## [READING TEXT]
/---
By noon, the storm intensified as I bundled up to walk the pooch in the yard. Blooms that stood tall and colorful yesterday, hung low and disheveled in the wind and rain.

The rain came down in buckets for the remainder of the day. Tomorrow may be a day to tidying up in the garden but today was a day to slow down the pace and enjoy the quiet.

It’s so wet that….

….. new zinnias sprouted on top of the spent bloom in a friend’s garden! The tiny new plants can be seen in the center of the photo on the brown flower bloom. We’ve experienced an extremely wet fall. Mushrooms, mold, algae are sprouting everywhere but this is the first time I’ve seen zinnia seeds sprouting before dropping from the bloom. Mother Nature doesn’t plan for it to happen that way.

Ann Hohenberger, The Garden Club of Gloucester

Singing in the Rain…

The aftermath of a drenching rain that ends a long period of extreme heat and dry weather is dramatic. One day we can be surrounded by crunchy brown grass and wilted leaves and little movement by animals, then wake the morning following a storm to exuberant changes in nature.  Plants perk up and animals perk up.  It is a healthy reminder how much all life on earth depends on H2O for its very existance.

Our rains came heavy, fast and furious with much thunder and lightning and wind. Umbrellas flew like rockets, inflatable rafts became a part of  the borders, watering cans were blown across the landscape, but we were oblivious to all as we sat at a window and watched in absolute joy.

click to see my freckles...

A stroll through the revived property revealed how quickly living creatures bounce back when water returns. At the pond, fish that have lived at the bottom of the low pond became our little friends again and they introduced us to their babies.  Frogs that we have not seen in weeks made appearances again. Toads lingered in the wet mulch and filled their tummies with insects that are emerging from hiding. And the ground is alive with amphibian youngsters. Watch your step!

Click all photos to enlarge

We sat at the end of the pier in the calm of the early morning today and watched the osprey young who finally learned to fly.  We observed the parents diving for fish, hitting the water, then reappearing with large croaker in talons. Babies who waited in the pines shouted with excitement and hunger. From the end of the pier we enjoyed a pod of porpoise chasing schools of fish up one shoreline, then another, coming within feet from where we watched. Yes, they also brought their babes for us to meet.
\---
## [EXCERPTED RECORDS]
/---
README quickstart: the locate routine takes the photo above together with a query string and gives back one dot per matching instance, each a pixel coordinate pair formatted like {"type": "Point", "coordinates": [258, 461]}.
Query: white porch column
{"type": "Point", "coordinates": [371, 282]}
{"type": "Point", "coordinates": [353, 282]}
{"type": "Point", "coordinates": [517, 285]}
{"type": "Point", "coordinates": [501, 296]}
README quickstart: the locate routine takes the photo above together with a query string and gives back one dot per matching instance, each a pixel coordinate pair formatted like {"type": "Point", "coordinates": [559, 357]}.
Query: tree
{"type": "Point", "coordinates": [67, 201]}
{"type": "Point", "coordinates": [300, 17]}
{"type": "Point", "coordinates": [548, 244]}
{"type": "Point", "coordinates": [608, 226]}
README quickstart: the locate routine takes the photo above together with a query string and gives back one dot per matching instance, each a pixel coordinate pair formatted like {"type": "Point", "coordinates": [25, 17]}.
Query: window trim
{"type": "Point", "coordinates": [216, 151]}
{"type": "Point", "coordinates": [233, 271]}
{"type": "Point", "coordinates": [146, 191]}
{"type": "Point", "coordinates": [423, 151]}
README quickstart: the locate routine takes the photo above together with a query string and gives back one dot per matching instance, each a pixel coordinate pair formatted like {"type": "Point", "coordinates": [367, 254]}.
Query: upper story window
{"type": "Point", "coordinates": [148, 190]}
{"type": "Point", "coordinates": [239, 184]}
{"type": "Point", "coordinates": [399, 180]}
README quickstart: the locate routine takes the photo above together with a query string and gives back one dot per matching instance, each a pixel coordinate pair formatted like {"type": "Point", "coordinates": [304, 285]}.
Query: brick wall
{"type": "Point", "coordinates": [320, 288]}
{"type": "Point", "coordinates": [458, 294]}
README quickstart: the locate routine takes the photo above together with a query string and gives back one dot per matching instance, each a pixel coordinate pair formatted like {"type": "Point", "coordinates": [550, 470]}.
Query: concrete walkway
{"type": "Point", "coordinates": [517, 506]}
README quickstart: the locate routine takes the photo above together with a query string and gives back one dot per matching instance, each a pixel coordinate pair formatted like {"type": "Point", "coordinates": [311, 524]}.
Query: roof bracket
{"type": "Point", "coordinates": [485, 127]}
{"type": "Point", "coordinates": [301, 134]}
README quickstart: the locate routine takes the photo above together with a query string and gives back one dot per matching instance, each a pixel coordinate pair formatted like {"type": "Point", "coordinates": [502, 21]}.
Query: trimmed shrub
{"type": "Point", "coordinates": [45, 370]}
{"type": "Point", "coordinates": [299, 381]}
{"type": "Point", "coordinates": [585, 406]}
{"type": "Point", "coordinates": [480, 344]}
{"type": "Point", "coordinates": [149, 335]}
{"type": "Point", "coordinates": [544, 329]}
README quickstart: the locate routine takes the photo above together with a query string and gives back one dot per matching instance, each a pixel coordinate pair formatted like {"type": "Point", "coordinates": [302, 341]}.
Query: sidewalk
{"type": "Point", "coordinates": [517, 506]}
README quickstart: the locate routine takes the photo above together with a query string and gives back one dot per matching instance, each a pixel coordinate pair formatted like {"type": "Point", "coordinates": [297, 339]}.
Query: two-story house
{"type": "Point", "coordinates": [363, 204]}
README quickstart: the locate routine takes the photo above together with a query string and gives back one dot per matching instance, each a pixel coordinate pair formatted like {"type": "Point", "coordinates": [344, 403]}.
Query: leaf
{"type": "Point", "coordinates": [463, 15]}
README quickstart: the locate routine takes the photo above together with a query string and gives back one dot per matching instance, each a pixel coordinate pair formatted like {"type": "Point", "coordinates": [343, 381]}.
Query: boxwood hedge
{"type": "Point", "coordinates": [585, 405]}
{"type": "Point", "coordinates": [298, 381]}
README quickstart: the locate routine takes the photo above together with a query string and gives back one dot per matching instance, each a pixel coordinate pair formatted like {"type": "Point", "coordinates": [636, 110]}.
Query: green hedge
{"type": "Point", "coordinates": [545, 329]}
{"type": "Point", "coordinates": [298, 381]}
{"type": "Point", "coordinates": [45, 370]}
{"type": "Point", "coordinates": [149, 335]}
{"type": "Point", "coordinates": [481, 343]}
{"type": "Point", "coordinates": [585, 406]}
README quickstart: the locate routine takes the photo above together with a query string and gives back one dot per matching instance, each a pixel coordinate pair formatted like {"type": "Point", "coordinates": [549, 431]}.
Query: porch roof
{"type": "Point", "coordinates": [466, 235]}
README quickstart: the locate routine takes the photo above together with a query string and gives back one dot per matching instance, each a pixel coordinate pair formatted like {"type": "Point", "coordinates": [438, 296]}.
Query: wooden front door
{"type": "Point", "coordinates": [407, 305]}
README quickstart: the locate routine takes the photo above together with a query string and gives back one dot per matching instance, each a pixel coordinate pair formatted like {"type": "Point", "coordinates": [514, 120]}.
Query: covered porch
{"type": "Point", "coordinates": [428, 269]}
\---
## [QUESTIONS TO ANSWER]
[a] In the rainy-weather text, what was seen sprouting on top of a spent bloom in a friend's garden?
[b] Continue the rainy-weather text from its last sentence.
The rows have nothing to do with the rainy-weather text.

## [SET OF ANSWERS]
[a] New zinnias

[b]
Finally, a happy birthday to Les Parks over at Smithfield Nursery. He turned a young 50 yesterday and he wished for this rain for his big day, which he generously shared with us all. What a difference it made.

Ann Hohenberger, The Garden Club of Gloucester

Splish Splash. We’re Taking A Bath

Downpours in our area four days ago and an all day soaker today have left Tidewater engorged and the rain has no place to go.  We’ve had flooded roads and full ditches and a washout of our small bridge crossing our natural pond. With freezing rain, wintry mixes and blizzard conditions in other areas of the country, our wet weather is not of interest to anyone but those of us mired in it.  Mister gardener’s fancy dancy weather station does not like the waterlogged weather either.  It is refusing to show us how many inches of rain we’ve accumulated.

Temperatures hovered in the 40’s today and the rain did not let up.  I canceled my Christmas shopping plans and wrapped Christmas gifts all morning, followed by a mid-afternoon beat-the-bounds walk to see how the soggy property was faring.

Even the high and dry field stone path puddled water around my feet

Water streamed off the roof all day onto camellias, laurels and foster hollies

At least the bald cypress is planted in the right place!

Our natural pond spills past the cattails

The only animal I encountered on my wet and wild walk was this Great Blue

Goldfish pond is high and the fish are liking it

The perfect words to describe our weather appeared in cascading water in a drainage ditch today.

There has been no weather alert for flooding and my tiny WeatherBug on my computer has not begun its chirping. All signs point to drying weather and a bit of sunshine tomorrow!  Hurrah.